→ WORK TO BE COMPLETED
Print each of the entries exactly, leaving nothing out.

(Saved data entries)
■ ■ ■ ■

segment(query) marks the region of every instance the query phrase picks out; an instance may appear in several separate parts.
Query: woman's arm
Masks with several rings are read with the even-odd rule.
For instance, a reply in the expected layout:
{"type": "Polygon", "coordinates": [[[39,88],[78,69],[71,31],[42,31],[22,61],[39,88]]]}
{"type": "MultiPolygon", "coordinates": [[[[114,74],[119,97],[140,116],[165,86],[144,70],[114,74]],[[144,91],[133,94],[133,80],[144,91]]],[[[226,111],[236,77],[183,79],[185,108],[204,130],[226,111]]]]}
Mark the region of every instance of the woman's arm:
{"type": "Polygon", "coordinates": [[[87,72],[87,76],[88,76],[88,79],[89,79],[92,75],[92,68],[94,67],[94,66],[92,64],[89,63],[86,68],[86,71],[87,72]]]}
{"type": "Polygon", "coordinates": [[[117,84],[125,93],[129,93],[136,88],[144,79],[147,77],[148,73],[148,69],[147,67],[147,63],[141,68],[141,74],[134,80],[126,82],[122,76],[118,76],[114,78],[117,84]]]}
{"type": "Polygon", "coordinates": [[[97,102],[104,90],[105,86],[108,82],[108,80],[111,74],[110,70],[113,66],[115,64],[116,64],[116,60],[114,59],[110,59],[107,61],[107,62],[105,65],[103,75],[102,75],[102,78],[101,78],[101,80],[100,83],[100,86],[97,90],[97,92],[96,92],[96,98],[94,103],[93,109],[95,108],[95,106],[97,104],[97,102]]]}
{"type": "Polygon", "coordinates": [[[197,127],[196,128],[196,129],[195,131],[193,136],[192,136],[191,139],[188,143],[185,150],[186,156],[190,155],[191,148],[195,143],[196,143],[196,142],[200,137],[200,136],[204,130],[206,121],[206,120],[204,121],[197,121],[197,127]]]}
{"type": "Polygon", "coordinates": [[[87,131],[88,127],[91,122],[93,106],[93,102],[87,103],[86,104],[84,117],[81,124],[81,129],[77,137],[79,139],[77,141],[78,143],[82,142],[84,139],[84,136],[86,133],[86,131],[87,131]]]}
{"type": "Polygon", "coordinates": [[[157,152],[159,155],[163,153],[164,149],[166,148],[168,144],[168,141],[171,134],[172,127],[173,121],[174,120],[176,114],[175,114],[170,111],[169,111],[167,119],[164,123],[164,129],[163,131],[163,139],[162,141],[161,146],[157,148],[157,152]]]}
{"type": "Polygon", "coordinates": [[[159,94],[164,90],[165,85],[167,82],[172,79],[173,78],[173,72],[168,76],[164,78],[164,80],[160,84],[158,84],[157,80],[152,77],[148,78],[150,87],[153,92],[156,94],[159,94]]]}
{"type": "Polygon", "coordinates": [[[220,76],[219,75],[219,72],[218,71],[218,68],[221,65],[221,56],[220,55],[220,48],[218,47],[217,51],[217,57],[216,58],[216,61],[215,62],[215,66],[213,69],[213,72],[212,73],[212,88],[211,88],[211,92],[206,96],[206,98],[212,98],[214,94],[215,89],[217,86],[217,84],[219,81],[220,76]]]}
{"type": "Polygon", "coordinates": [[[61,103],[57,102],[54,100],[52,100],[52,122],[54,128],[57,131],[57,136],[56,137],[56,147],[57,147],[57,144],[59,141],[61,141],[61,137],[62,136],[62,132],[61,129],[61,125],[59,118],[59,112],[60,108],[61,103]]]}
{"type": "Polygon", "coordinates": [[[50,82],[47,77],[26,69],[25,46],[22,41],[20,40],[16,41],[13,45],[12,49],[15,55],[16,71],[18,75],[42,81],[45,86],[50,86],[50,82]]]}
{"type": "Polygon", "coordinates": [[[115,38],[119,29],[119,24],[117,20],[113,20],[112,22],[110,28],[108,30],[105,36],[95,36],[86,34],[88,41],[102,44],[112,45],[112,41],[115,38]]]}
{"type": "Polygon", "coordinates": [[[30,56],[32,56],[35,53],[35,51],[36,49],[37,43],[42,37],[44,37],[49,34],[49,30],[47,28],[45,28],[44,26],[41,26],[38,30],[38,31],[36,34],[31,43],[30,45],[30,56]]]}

■ ■ ■ ■

→ SOLUTION
segment(query) marks the region of every instance the query phrase picks out; an instance may appear in several separate parts.
Query: woman's arm
Masks with several rings are read with the even-odd rule.
For instance, a reply in the expected layout:
{"type": "Polygon", "coordinates": [[[39,88],[78,69],[71,31],[42,31],[22,61],[39,88]]]}
{"type": "MultiPolygon", "coordinates": [[[[114,74],[119,97],[140,116],[165,86],[144,70],[114,74]],[[144,91],[133,94],[133,80],[144,91]]],[[[226,111],[236,77],[183,79],[185,108],[204,130],[226,111]]]]}
Mark the region of every instance of the woman's arm:
{"type": "Polygon", "coordinates": [[[87,72],[87,76],[88,76],[88,79],[89,79],[92,75],[92,68],[94,67],[94,66],[92,64],[89,63],[86,68],[86,71],[87,72]]]}
{"type": "Polygon", "coordinates": [[[117,84],[125,93],[129,93],[136,88],[144,79],[147,77],[148,73],[148,69],[147,67],[147,63],[141,68],[141,74],[134,80],[126,82],[122,76],[118,76],[114,78],[117,84]]]}
{"type": "Polygon", "coordinates": [[[97,102],[104,90],[105,86],[108,82],[108,80],[111,74],[110,70],[113,66],[115,64],[116,64],[116,60],[114,59],[110,59],[107,61],[107,62],[105,65],[103,75],[102,75],[102,78],[101,78],[101,80],[100,83],[100,86],[97,90],[97,92],[96,92],[96,98],[94,103],[93,109],[95,108],[95,106],[97,104],[97,102]]]}
{"type": "Polygon", "coordinates": [[[197,127],[196,128],[196,129],[195,131],[193,136],[192,136],[191,139],[188,143],[185,150],[186,156],[190,155],[191,148],[195,143],[196,143],[196,142],[200,137],[200,136],[204,130],[206,121],[206,120],[204,121],[197,121],[197,127]]]}
{"type": "Polygon", "coordinates": [[[87,131],[88,127],[91,122],[93,106],[93,102],[87,103],[86,104],[84,117],[81,124],[81,129],[77,137],[79,139],[77,141],[78,143],[82,142],[84,139],[84,136],[86,133],[86,131],[87,131]]]}
{"type": "Polygon", "coordinates": [[[157,152],[159,155],[163,153],[164,149],[166,148],[168,144],[168,141],[171,134],[172,127],[173,121],[174,120],[176,114],[175,114],[170,111],[169,111],[167,119],[164,123],[164,129],[163,131],[163,139],[162,141],[161,146],[157,148],[157,152]]]}
{"type": "Polygon", "coordinates": [[[159,94],[164,90],[165,85],[167,82],[172,79],[173,78],[173,72],[168,76],[164,78],[164,80],[160,84],[158,84],[157,80],[152,77],[148,78],[150,87],[153,92],[156,94],[159,94]]]}
{"type": "Polygon", "coordinates": [[[220,76],[219,75],[219,72],[218,71],[218,68],[221,65],[221,56],[220,55],[220,48],[218,47],[217,51],[217,57],[216,58],[216,61],[215,62],[215,66],[213,69],[213,72],[212,73],[212,88],[211,88],[211,92],[206,96],[206,98],[212,98],[214,94],[215,89],[217,86],[217,84],[219,81],[220,76]]]}
{"type": "Polygon", "coordinates": [[[61,103],[57,102],[54,100],[52,100],[52,122],[54,128],[57,131],[57,136],[56,137],[56,147],[57,147],[57,144],[59,141],[61,141],[61,137],[62,136],[62,132],[61,129],[61,125],[59,118],[59,112],[60,108],[61,103]]]}
{"type": "Polygon", "coordinates": [[[50,82],[47,77],[26,69],[25,46],[22,41],[20,40],[16,41],[13,45],[12,49],[15,55],[16,71],[18,75],[42,81],[45,86],[50,86],[50,82]]]}
{"type": "Polygon", "coordinates": [[[115,38],[119,29],[119,24],[117,20],[113,20],[112,22],[110,28],[108,30],[105,36],[95,36],[86,34],[88,41],[102,44],[112,45],[112,41],[115,38]]]}
{"type": "Polygon", "coordinates": [[[30,56],[32,56],[35,53],[35,51],[36,49],[37,43],[42,37],[44,37],[49,34],[49,30],[47,28],[45,28],[44,26],[41,26],[38,30],[38,31],[36,34],[31,43],[30,45],[30,56]]]}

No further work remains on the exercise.